- **Vorliegender Text**
▼▼▼

Als Teenager-Hobby belächelt, in der ersten Reihe der Pariser Fashion Week ein absolutes Ärgernis: Was macht der alberne Blogger überhaupt hier? Das war 2010. Mittlerweile haben auch die letzten Kritiker verstanden, wie viel Geld und Einfluss sich hinter den bunten Instagram-Bildern verbringen kann. Der Beruf „Influencer“ (zu deutsch: Beeinflusser) wird zu einem ernstzunehmenden Geschäftsmodell – die Internetstars werden auf Reisen geschickt, von luxuriösen Marken hofiert oder sie laufen für internationale Top-Designer über den Catwalk.
Irre einfach scheint das: Es reicht nur ein Handy, ein Gespür für Mode, ein Foto von einem schmackhaften Avocado-Toast, und schon verdient es sich Unsummen. So leicht ist es natürlich nicht, der Aufbau und die Pflege eines Profils auf Instagram, Youtube oder Facebook bedeutet viel Arbeit. Die sich lohnt: Unternehmen reißen sich um Kooperationen mit den größten Internetstars wie der Italienerin Chiara Ferragni (fast 13 Millionen Follower). Angeblich bringt es die Queen of Instagram pro Jahr auf mehr als acht Millionen US-Dollar. Auch hierzulande verdienen sich die Social-Media-Idole laut „Manager Magazin“ eine goldene Nase: Caro Daur (1,4 Millionen Follower) soll immerhin auf ein Jahresgehalt von einer Million Euro kommen.

▲▲▲

- **Deine Aufgabe**
Auf welches Jahresgehalt soll Caro Daur laut dem Text über Influencer kommen?

- **Datenteil**
▼▼▼

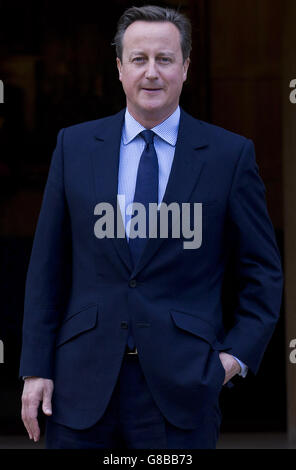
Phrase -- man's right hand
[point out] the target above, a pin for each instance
(35, 390)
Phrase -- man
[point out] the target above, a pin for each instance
(123, 340)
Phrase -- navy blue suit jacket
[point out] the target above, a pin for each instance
(80, 301)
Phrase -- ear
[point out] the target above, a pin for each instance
(185, 68)
(119, 67)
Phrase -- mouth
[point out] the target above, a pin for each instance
(152, 90)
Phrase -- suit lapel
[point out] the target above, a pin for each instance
(185, 172)
(106, 164)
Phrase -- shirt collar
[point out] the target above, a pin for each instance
(166, 130)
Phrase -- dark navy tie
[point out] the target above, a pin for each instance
(146, 191)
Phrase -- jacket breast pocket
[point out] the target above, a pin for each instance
(206, 332)
(196, 326)
(79, 323)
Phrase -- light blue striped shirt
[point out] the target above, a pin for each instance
(131, 148)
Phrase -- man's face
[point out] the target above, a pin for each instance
(152, 70)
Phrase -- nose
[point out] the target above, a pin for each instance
(151, 72)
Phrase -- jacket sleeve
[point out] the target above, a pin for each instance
(258, 264)
(49, 274)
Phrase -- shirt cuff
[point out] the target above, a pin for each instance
(244, 369)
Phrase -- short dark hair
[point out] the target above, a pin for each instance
(154, 13)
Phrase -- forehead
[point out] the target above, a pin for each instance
(146, 34)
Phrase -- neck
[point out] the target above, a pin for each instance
(150, 120)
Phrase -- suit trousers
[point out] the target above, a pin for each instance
(132, 420)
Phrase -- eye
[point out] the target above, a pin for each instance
(164, 60)
(138, 60)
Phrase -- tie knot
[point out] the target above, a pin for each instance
(148, 136)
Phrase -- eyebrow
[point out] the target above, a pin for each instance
(162, 53)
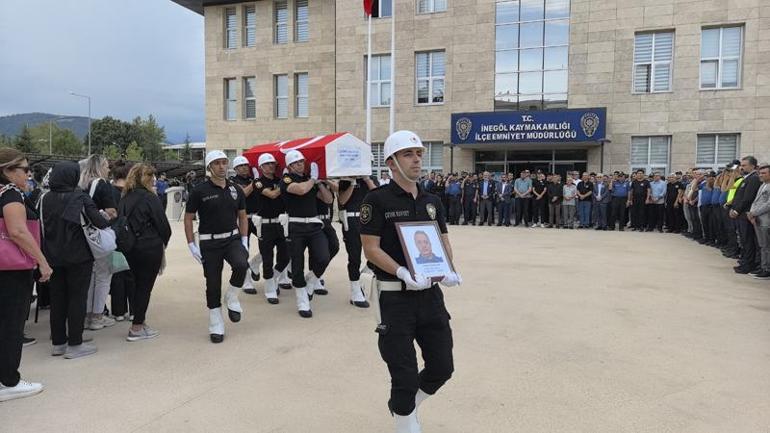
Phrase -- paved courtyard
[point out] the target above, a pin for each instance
(555, 331)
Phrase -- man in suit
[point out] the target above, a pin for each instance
(486, 196)
(601, 200)
(504, 200)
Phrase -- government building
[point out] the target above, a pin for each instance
(557, 85)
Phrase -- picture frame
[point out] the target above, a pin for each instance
(424, 249)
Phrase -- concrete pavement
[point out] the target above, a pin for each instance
(555, 331)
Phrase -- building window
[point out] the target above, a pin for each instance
(650, 154)
(653, 60)
(382, 8)
(716, 150)
(281, 96)
(231, 99)
(281, 19)
(249, 100)
(231, 29)
(301, 24)
(379, 81)
(430, 77)
(249, 26)
(720, 57)
(301, 108)
(430, 6)
(531, 54)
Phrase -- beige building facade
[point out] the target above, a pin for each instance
(683, 83)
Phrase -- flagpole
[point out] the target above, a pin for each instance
(392, 66)
(368, 83)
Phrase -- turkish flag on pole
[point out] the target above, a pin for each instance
(368, 6)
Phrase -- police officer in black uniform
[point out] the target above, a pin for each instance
(411, 307)
(268, 225)
(245, 180)
(351, 195)
(305, 229)
(223, 234)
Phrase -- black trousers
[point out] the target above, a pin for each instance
(145, 260)
(409, 316)
(215, 253)
(352, 239)
(655, 216)
(638, 220)
(272, 238)
(309, 237)
(749, 257)
(15, 295)
(69, 293)
(469, 211)
(522, 206)
(454, 209)
(618, 212)
(122, 293)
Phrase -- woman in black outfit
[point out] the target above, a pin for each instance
(66, 248)
(16, 285)
(148, 221)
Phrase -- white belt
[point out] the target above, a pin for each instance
(208, 237)
(308, 220)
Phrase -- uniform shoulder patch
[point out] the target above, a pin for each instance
(366, 213)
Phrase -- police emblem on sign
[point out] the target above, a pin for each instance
(366, 213)
(431, 210)
(463, 127)
(590, 123)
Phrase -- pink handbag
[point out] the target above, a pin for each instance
(12, 257)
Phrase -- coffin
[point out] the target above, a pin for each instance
(336, 155)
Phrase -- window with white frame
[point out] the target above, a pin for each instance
(231, 29)
(720, 57)
(249, 99)
(301, 21)
(281, 96)
(231, 99)
(716, 150)
(430, 6)
(653, 62)
(281, 22)
(379, 81)
(650, 154)
(301, 108)
(429, 68)
(249, 26)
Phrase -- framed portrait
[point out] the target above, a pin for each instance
(424, 249)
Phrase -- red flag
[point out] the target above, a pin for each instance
(368, 6)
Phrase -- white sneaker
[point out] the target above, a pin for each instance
(22, 389)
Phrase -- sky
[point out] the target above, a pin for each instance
(133, 57)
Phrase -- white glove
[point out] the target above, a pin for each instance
(452, 279)
(419, 281)
(314, 171)
(196, 252)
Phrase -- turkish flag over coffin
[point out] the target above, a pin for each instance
(335, 155)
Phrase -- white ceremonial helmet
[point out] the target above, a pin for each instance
(213, 156)
(240, 160)
(266, 158)
(401, 140)
(293, 156)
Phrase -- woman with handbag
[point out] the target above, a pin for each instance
(93, 174)
(66, 247)
(19, 252)
(147, 221)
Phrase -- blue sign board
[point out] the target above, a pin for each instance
(557, 126)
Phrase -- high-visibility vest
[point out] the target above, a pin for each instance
(733, 189)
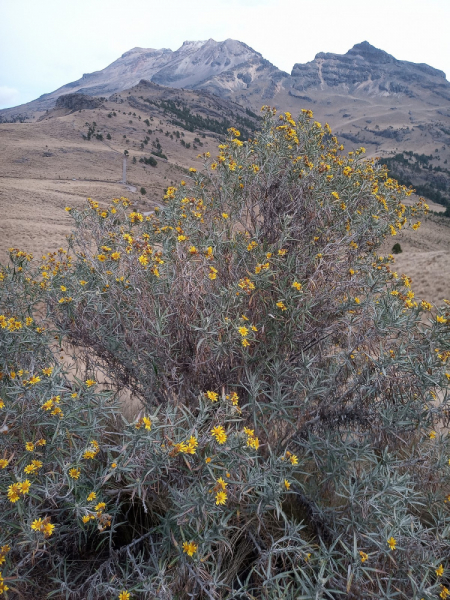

▲▲▲

- **Lösung der Übung**
Auf ein Jahresgehalt von einer Million Euro.